RAW DATA:
-----
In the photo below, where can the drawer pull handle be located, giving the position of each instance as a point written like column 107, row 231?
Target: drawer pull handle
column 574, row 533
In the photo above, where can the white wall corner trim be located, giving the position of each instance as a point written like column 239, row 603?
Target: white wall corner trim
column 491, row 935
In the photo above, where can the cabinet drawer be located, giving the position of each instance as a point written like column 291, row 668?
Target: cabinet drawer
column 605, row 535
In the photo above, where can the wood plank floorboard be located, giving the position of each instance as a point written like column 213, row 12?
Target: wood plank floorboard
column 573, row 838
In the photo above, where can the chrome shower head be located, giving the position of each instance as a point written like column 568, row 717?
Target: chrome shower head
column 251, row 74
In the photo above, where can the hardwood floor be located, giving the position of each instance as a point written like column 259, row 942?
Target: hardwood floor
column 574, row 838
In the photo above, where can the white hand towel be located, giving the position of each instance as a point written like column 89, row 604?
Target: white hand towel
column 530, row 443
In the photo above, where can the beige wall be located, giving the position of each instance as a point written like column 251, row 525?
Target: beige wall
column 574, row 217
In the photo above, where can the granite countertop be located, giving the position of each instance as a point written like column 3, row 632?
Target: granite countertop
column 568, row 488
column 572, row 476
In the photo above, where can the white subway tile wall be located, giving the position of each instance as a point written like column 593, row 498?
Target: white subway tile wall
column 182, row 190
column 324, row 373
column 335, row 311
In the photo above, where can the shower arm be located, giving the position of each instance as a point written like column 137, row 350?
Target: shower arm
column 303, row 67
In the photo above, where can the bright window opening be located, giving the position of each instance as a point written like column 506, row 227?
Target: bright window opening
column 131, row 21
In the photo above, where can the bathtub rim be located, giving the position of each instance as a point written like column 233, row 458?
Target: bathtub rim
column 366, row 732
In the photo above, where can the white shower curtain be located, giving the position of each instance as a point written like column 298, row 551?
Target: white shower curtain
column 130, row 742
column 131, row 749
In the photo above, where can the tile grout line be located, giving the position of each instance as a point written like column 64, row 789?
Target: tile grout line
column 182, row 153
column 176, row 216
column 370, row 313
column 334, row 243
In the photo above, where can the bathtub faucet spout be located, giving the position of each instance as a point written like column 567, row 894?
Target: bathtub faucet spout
-----
PROBLEM DESCRIPTION: Rewrite all of the material above, putting "tub" wherever "bathtub" occurs and keeping every other character the same.

FULL RESPONSE:
In the photo below, where can the drawer pull handle be located, giving the position of each instance as a point written like column 107, row 231?
Target: drawer pull handle
column 574, row 533
In the photo above, where can the white wall corner trim be located, giving the position of each instance as a point written like column 239, row 603?
Target: white wall corner trim
column 491, row 935
In the photo above, where can the cabinet drawer be located, giving the position of each instance as a point written like column 291, row 668?
Target: cabinet drawer
column 605, row 535
In the photo above, where can the wood plank floorboard be located, giving the position of each instance as a point written like column 213, row 12?
Target: wood plank floorboard
column 573, row 838
In the photo above, where can the chrome shower head be located, giving the position of each instance as a point written like column 568, row 717?
Target: chrome shower head
column 251, row 74
In the photo above, where can the hardwood floor be located, giving the position of each instance as a point written like column 259, row 942?
Target: hardwood floor
column 574, row 838
In the photo above, where can the white hand towel be located, giving the position of each instance as a point written like column 89, row 604?
Target: white hand towel
column 530, row 443
In the photo above, where can the beige wall be located, giving the position of each instance as a point written like column 251, row 525?
Target: beige wall
column 574, row 217
In the photo above, where can the granite countertop be located, giving the position of each instance as a point written like column 3, row 632?
Target: granite countertop
column 568, row 488
column 572, row 476
In the photo above, where can the white subway tile wall be located, giving the position of each instance as a point written like column 593, row 498?
Target: white subway tile wall
column 182, row 190
column 324, row 373
column 335, row 311
In the photo above, where can the shower arm be located, giving the position of each instance as a point written like column 137, row 350?
Target: shower arm
column 303, row 67
In the photo above, where can the bright window opening be located, giving the position of each instance as a point written like column 506, row 227?
Target: bright window opening
column 131, row 21
In the photo above, where can the tub rim be located, giving the position of each instance as a point written like column 233, row 458?
Target: tub rim
column 366, row 732
In the photo above, where can the white shower curtain be located, giving the position of each instance as a point written like column 298, row 551?
Target: white shower curtain
column 130, row 742
column 131, row 749
In the photo above, where can the tile grout line be located, giving the position of each instance as a point written like column 64, row 789?
Target: tile grout line
column 182, row 153
column 176, row 216
column 370, row 313
column 334, row 243
In the photo above, where can the tub faucet spout be located, giving the position of each instance as a point written like column 567, row 894?
Target: tub faucet spout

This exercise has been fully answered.